> [Bloc de texte]:
Evoquer le destin des soeurs Hacquet, c’est en creux évoquer l’histoire du vignoble français et de celles et ceux qui se sont refusés vent debout à entrer dans la culture intensive après la seconde guerre mondiale.
Enseignante et autrice de « Les sœurs Hacquet et le Vin – une épopée nature », Hélène Merceron a rencontré les soeurs Hacquet en 2017 par l’entremise d’Agnès et Sebastien Dervieux, dit Babass, leurs voisins vignerons à Beaulieu-sur-Layon, renommés pour leur vin naturel en Anjou.
« On s’est adoptées, dit-elle, le temps de raconter leur histoire. Elles en étaient heureuses. » Les sœurs Hacquet, décédées à l’âge de 92 et 94 ans l’an passé, font en effet figure aujourd’hui, de symboles pour le renouveau du vin, et des modes de vies agricoles. Tout a réellement commencé quand Alfred Hacquet, le père d’Anne, Françoise, Joseph a décidé de s’installer avec sa famille en 1935 dans cette ferme à Beaulieu, en partie pour soigner ses problèmes de santé, séquelles de la Première Guerre mondiale, le laissant grandement impotent. Sa famille étant relativement aisée, ils possédaient cette maison au sud d’Angers et s’y installèrent, mais ils se retrouvèrent vite à court d’argent et décidèrent d’exploiter les quelques parcelles de la propriété.

> [Données recueillies]:
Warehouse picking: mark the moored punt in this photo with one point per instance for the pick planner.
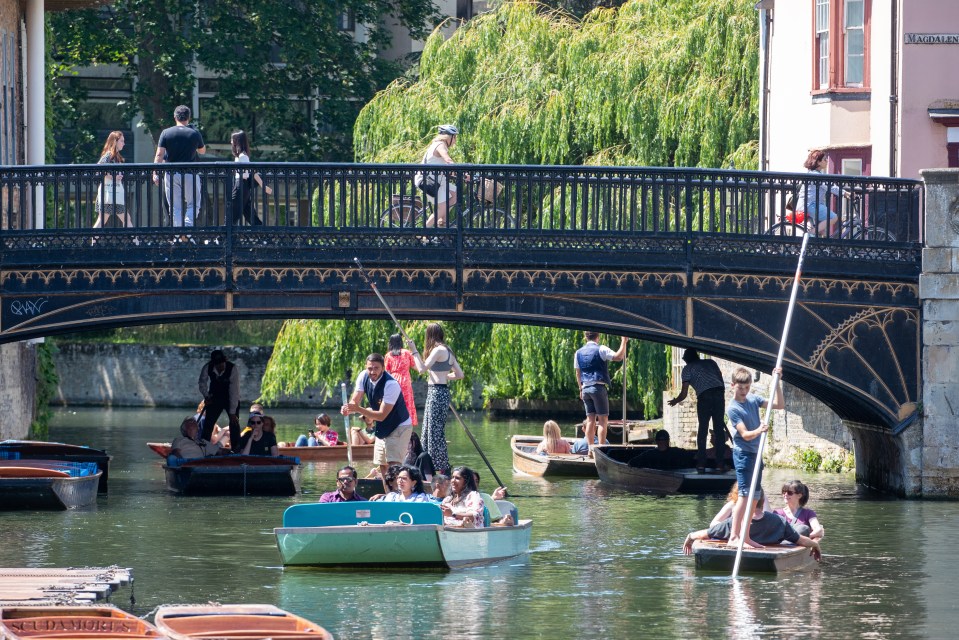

> [Énoncé]: Traduisez en anglais cette phrase du texte sur les sœurs Hacquet : « Sa famille étant relativement aisée, ils possédaient cette maison au sud d’Angers et s’y installèrent, mais ils se retrouvèrent vite à court d’argent et décidèrent d’exploiter les quelques parcelles de la propriété. »

> [Corrigé]: As the family was relatively well-off, they owned this house south of Angers and settled there, but they soon ran short of money and decided to work the few plots of land on the property.